Page text: Begin
How to create a photo collage with Mosaic
Mosaic lets you build a design from a grid of cells, so you can bring several pieces of your work together on one design, or mix artwork with text and blocks of colour. It's perfect for showing a small body of work, pairing a detail shot with the full piece, or a clean, modern layout with artwork and a title or edition note side by side. Mosaic works the same way across all our products, greeting cards, postcards, bookmarks, and art prints alike; this guide uses a card as the example, and the steps for building your grid are identical whichever product you're designing. Here's how it works.
Open the designer and turn on Mosaic
Start a new design, then click Mosaic in the front-panel tools. This switches your card front from a single image to a grid you can fill cell by cell.

Choose your grid layout
Pick the arrangement you'd like from the layout options, rows, columns, a 2x2 grid, and more. Don't worry about getting it perfect straight away, you can merge and reshape cells as you go.

Fill each cell with an image, text or colour
Select a cell to bring up its options. You can add an image, add text, or fill it with a background colour, and each cell's colour is set independently, so no two need match. Mix and match across the grid: an image here, a detail crop there, a cell of flat colour to break it up.
One layout that works well for photographers: a 3x3 grid with images around the outside and a text block in the centre cell, useful for a title, a date, or a short caption.
Page text: End
Material provided: Begin
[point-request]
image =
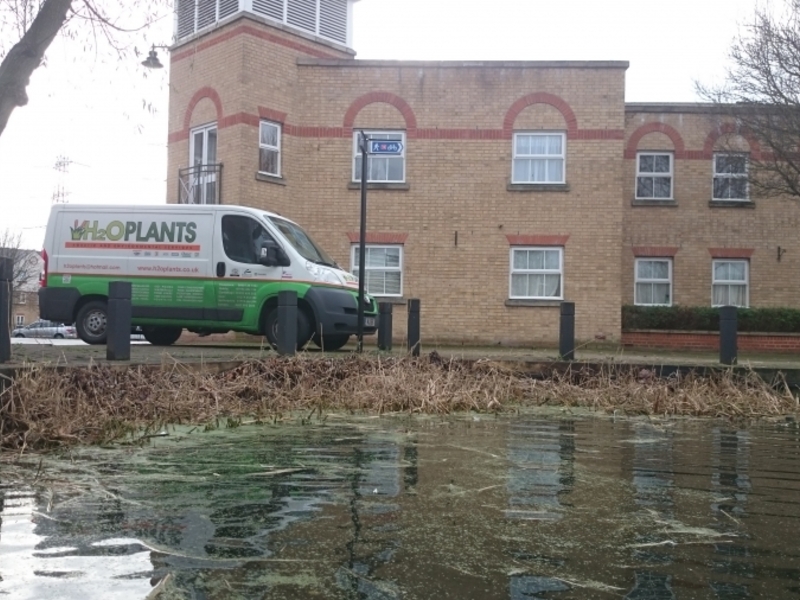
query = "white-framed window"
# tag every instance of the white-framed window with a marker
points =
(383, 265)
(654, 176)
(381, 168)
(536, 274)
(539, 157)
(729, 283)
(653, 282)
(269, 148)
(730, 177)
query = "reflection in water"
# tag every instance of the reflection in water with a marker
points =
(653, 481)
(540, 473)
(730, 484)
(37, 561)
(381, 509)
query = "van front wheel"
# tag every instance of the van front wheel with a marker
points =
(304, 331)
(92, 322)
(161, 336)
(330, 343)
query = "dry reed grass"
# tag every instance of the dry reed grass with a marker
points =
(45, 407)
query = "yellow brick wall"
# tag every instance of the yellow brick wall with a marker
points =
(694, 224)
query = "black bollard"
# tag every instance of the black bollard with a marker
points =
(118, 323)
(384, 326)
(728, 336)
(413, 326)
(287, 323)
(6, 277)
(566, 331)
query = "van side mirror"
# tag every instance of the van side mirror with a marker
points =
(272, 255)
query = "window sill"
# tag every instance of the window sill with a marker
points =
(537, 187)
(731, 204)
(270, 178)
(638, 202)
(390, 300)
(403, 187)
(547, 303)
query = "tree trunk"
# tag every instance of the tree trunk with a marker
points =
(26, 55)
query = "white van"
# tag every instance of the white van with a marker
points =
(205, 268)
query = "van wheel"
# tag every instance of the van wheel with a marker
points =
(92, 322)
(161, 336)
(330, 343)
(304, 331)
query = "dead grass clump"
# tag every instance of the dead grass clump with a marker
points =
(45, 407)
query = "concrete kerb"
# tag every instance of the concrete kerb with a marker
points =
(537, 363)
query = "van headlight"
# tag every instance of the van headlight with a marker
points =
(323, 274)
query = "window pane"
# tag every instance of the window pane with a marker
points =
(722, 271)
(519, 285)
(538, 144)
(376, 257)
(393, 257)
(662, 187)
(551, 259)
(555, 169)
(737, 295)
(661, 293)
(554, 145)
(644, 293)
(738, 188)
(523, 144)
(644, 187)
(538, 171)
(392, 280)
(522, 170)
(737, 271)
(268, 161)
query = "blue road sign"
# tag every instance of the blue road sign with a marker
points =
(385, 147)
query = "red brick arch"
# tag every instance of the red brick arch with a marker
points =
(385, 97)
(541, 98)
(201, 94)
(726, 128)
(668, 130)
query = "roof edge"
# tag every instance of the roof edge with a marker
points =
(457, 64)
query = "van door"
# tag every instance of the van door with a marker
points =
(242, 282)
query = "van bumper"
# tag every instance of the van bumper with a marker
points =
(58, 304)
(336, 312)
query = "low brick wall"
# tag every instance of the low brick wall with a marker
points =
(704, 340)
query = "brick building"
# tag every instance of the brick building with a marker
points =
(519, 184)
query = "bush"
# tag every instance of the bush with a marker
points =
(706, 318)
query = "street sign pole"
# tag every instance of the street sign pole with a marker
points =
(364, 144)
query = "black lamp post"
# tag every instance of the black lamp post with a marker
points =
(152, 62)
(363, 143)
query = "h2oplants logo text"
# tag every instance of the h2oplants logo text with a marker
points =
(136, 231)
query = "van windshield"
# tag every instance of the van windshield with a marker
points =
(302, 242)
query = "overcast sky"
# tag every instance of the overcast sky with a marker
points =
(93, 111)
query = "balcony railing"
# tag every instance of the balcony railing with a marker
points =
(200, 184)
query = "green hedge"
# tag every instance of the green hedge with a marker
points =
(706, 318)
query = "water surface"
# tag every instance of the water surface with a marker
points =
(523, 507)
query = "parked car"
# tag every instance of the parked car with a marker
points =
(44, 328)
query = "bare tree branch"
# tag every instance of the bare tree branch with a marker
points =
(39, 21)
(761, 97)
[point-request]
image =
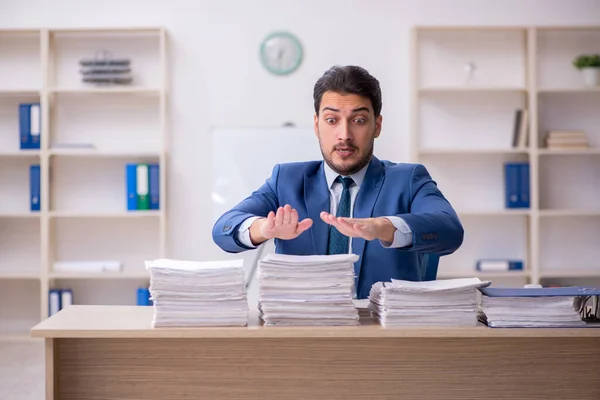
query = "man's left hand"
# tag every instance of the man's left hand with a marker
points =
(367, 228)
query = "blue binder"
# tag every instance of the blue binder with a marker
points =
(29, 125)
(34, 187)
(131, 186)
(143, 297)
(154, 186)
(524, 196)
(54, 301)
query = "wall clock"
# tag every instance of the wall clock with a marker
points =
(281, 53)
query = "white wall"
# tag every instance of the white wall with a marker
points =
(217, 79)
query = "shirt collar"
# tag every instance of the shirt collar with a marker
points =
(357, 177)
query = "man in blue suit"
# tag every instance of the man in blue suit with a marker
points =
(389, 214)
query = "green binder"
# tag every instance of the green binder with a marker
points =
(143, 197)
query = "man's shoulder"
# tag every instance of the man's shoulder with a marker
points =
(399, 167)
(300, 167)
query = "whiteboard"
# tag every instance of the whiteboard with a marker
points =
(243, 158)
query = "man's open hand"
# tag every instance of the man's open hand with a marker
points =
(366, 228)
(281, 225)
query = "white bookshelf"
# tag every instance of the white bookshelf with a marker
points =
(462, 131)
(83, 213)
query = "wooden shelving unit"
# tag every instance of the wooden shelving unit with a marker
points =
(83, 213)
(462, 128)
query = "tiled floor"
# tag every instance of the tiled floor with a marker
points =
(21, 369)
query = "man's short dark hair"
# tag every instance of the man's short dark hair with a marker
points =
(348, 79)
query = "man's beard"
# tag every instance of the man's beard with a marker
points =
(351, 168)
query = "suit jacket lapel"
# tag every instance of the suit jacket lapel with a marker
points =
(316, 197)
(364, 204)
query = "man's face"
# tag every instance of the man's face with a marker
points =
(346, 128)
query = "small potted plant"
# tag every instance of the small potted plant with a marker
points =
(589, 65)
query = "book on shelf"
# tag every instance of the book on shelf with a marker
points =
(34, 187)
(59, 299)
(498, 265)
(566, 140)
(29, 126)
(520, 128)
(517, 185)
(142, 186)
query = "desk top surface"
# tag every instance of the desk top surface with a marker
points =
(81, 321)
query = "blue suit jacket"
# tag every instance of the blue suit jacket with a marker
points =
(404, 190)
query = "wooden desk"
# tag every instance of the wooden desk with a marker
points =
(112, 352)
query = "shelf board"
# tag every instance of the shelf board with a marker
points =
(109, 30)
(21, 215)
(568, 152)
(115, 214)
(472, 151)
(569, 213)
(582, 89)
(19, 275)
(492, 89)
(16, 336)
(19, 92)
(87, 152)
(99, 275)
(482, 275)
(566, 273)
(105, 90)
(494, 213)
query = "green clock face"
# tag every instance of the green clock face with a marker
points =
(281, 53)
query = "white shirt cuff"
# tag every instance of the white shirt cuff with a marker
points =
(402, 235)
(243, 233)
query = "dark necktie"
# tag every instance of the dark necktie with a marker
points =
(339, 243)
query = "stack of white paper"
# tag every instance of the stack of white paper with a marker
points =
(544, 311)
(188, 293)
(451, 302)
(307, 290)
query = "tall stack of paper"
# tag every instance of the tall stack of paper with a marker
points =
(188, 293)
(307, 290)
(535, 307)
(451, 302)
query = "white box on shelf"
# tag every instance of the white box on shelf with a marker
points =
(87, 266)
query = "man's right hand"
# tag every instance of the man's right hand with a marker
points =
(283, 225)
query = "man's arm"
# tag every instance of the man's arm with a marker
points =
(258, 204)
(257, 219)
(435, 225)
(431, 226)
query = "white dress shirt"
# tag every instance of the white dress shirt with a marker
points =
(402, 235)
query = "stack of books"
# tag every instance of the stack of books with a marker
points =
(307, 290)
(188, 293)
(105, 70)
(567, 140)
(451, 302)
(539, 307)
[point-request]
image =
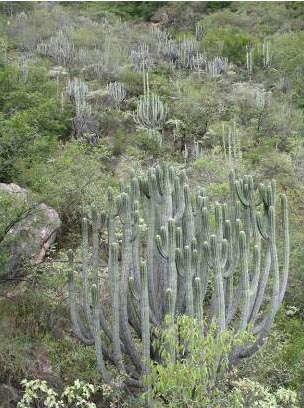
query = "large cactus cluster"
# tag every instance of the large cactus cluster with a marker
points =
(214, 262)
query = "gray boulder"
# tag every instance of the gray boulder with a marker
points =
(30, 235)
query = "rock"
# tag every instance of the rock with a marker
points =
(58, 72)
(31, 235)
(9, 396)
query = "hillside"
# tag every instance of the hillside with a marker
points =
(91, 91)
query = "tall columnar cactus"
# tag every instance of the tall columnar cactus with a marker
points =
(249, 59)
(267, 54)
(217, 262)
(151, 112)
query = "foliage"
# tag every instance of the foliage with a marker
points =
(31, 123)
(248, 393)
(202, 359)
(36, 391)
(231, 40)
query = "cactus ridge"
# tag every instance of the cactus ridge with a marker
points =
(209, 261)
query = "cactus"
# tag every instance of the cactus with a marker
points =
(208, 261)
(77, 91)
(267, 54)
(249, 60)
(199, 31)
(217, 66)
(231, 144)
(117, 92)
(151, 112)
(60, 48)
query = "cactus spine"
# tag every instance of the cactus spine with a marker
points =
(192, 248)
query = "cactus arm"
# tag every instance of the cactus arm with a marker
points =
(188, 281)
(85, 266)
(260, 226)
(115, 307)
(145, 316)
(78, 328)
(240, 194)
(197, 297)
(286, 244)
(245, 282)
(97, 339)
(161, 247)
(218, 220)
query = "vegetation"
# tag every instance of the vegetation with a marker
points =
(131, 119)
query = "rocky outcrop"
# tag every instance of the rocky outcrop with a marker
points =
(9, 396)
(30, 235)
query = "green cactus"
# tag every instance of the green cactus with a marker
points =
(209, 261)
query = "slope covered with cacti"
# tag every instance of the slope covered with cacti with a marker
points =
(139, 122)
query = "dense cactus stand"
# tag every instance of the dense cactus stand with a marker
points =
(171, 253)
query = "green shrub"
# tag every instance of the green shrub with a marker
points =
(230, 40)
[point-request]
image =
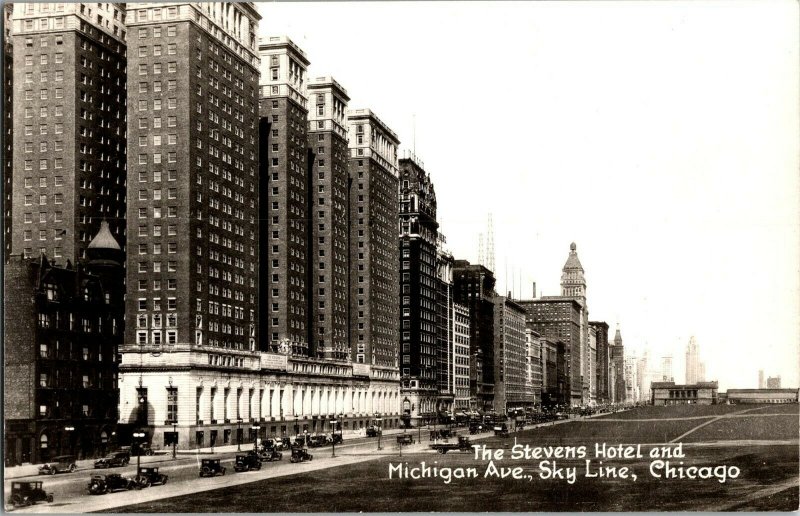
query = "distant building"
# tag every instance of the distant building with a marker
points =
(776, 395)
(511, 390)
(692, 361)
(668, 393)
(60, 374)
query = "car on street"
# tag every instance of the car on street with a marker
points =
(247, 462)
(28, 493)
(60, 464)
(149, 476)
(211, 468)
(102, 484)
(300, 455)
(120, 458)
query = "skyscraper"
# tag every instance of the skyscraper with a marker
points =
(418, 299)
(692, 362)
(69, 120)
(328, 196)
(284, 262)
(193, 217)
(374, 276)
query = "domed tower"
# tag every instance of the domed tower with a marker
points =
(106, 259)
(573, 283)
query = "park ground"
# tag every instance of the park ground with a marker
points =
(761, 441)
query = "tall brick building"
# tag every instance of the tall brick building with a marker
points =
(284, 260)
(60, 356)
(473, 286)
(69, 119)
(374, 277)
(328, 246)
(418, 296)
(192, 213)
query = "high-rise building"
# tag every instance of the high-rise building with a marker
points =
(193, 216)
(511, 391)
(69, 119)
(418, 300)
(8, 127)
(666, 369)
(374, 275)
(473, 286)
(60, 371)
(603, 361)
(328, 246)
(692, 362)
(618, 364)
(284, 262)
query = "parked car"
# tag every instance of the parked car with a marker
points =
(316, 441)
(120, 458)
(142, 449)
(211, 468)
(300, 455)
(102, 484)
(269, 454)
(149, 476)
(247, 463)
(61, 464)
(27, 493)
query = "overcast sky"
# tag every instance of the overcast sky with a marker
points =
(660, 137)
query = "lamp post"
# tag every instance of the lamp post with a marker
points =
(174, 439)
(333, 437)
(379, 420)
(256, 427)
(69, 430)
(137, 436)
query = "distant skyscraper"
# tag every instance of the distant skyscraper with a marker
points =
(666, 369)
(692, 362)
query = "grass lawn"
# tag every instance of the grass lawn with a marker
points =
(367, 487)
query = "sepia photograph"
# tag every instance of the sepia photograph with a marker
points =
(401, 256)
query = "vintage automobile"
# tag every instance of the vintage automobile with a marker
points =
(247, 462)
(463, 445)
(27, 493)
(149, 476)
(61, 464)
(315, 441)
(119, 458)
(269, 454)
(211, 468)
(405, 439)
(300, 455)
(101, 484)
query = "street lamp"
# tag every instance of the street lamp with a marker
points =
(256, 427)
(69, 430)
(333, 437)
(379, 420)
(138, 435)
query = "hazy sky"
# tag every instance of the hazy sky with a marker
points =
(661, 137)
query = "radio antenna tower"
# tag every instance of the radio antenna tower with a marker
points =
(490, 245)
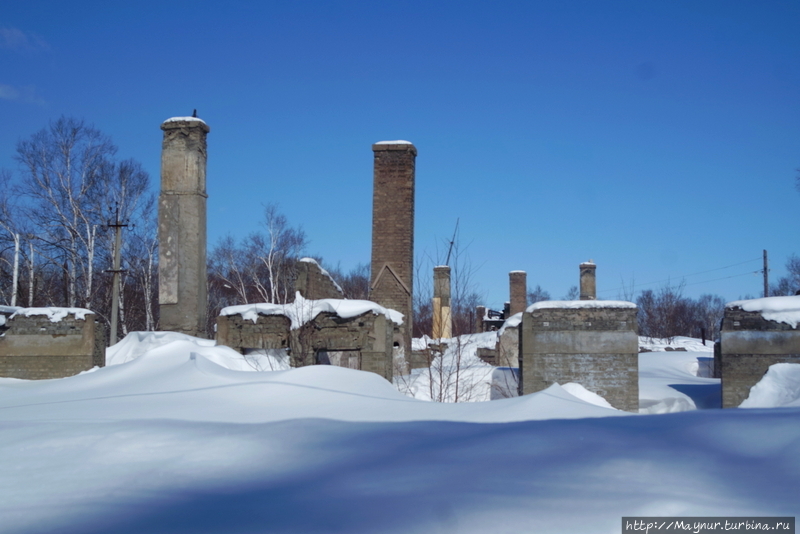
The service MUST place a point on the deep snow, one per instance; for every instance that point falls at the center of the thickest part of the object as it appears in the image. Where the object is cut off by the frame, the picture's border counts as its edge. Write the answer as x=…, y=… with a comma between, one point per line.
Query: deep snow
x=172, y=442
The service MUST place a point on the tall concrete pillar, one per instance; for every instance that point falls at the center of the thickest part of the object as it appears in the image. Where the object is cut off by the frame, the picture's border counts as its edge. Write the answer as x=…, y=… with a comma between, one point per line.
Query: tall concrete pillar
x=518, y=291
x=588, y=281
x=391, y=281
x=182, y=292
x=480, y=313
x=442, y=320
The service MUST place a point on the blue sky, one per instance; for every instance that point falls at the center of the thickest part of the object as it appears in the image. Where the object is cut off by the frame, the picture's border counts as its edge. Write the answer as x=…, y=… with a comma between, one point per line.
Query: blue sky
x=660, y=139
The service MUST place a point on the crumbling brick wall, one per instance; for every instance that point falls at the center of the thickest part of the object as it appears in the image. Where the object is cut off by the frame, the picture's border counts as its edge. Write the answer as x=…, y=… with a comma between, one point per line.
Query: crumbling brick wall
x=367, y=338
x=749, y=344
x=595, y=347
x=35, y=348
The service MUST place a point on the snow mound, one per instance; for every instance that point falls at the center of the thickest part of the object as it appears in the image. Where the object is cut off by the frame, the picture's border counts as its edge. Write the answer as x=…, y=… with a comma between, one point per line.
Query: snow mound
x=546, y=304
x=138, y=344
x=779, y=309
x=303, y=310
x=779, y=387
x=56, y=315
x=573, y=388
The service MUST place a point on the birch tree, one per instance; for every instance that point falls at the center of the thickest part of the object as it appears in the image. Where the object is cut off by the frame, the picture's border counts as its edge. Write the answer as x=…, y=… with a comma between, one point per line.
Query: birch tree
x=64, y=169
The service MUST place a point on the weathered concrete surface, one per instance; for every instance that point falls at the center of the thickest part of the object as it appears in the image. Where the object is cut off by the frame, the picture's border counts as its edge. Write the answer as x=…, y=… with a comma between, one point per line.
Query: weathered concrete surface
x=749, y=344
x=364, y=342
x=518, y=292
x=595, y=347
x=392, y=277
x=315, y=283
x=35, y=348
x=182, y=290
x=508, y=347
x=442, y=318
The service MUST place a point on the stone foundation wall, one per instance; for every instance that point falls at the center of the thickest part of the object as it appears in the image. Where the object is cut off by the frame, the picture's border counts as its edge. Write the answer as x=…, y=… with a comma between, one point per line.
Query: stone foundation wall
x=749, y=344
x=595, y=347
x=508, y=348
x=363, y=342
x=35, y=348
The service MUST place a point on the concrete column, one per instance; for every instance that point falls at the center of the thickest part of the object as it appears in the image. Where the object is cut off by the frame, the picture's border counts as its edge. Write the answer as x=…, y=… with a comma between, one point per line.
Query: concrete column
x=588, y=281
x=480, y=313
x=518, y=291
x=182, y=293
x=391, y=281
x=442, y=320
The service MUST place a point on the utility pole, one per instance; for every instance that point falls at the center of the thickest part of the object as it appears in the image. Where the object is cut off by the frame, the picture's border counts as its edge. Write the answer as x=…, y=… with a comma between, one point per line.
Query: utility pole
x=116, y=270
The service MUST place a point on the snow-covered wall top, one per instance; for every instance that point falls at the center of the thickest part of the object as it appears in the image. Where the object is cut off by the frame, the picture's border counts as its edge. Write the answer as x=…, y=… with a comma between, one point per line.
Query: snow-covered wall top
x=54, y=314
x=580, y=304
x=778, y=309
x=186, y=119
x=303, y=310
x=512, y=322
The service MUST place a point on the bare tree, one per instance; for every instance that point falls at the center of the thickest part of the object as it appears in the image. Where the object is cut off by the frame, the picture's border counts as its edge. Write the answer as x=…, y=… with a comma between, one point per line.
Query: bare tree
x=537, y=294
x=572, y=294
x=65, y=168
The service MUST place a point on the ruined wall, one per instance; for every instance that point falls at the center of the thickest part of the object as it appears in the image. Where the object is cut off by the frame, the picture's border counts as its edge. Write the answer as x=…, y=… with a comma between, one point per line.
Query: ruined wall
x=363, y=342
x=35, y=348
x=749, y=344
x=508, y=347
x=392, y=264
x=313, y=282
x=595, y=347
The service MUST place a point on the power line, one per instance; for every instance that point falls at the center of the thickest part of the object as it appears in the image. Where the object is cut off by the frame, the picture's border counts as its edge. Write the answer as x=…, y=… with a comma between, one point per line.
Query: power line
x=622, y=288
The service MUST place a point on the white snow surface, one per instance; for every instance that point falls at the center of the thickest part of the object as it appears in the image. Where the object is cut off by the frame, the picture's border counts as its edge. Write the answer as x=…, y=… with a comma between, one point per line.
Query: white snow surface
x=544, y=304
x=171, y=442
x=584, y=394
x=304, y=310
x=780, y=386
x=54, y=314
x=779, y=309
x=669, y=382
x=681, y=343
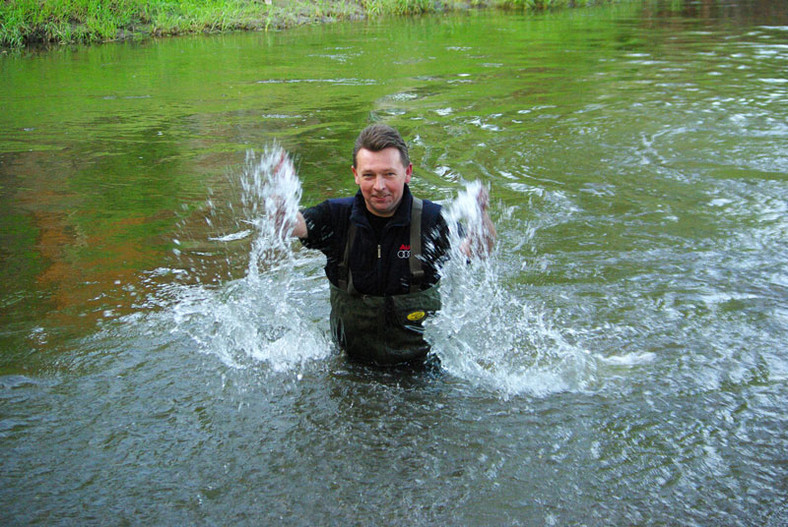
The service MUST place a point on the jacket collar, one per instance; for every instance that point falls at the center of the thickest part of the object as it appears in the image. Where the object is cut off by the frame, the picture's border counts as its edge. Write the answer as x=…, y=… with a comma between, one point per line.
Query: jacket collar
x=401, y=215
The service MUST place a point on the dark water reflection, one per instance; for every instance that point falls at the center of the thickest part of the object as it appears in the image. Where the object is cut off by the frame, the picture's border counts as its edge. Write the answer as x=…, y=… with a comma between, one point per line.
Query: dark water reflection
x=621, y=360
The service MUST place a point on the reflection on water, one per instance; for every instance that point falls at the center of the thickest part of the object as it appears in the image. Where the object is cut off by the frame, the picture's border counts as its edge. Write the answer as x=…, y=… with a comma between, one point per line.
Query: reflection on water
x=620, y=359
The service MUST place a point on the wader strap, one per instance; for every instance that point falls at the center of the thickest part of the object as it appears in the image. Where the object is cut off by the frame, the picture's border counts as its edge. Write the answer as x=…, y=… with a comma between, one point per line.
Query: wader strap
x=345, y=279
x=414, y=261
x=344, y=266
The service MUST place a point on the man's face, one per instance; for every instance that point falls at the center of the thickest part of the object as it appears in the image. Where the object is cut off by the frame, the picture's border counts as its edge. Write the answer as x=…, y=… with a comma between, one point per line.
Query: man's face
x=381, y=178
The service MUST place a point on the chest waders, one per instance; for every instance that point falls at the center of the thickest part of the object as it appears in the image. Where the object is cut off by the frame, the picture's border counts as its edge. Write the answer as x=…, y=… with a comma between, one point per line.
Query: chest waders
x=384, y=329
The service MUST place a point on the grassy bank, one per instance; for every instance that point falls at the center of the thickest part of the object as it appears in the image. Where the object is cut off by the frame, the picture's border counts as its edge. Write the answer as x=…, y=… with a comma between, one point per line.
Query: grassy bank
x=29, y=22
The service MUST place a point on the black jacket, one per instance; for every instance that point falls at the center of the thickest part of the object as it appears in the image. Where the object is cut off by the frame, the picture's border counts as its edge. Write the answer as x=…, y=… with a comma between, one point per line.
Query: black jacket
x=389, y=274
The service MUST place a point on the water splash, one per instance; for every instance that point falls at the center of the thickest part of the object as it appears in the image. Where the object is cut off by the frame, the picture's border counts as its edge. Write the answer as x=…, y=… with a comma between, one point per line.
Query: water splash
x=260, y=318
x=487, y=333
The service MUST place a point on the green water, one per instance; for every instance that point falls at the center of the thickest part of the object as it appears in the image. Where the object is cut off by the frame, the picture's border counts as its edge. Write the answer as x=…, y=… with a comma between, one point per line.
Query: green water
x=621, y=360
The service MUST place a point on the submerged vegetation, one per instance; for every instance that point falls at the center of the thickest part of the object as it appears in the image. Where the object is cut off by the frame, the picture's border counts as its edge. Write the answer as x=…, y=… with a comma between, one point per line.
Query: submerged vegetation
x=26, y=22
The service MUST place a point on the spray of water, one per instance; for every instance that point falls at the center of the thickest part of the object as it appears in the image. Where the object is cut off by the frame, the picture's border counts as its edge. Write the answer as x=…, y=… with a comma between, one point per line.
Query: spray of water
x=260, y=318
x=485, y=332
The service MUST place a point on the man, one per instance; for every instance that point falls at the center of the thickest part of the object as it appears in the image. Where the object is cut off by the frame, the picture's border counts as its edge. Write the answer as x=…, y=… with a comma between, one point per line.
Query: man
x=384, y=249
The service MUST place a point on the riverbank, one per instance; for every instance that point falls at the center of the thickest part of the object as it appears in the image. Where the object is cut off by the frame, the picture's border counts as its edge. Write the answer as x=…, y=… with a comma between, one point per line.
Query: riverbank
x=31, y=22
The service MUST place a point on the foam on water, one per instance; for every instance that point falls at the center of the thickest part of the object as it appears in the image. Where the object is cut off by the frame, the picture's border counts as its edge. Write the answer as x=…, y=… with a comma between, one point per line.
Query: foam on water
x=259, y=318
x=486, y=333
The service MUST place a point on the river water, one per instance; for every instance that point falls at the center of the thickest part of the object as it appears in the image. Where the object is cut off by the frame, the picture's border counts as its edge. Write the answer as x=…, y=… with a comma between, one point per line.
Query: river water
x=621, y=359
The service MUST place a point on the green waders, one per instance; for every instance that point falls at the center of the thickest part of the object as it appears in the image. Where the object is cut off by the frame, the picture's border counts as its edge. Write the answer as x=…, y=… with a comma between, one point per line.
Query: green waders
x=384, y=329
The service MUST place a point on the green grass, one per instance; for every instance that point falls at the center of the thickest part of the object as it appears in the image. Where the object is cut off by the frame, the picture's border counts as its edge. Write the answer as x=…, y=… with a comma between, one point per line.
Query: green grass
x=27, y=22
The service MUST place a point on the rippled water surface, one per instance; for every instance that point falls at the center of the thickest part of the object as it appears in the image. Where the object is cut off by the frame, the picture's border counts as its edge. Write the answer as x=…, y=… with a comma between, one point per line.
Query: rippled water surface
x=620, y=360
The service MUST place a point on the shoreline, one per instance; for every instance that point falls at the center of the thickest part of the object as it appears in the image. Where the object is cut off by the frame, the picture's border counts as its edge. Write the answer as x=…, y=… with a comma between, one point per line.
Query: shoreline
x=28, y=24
Material provided: End
Exercise:
Rewrite the paragraph of the Mosaic guide that begins "Mosaic lets you build a design" as a short bulleted list, keeping its main facts.

Your response:
- Mosaic builds a design from a grid of cells. You can combine several pieces of work on one design, or mix artwork with text and blocks of color.
- It suits showing a small body of work, pairing a detail shot with the full piece, or a clean, modern layout with artwork beside a title or edition note.
- It works the same way on all products: greeting cards, postcards, bookmarks, and art prints.
- The guide uses a card as its example. The grid-building steps are identical for every product.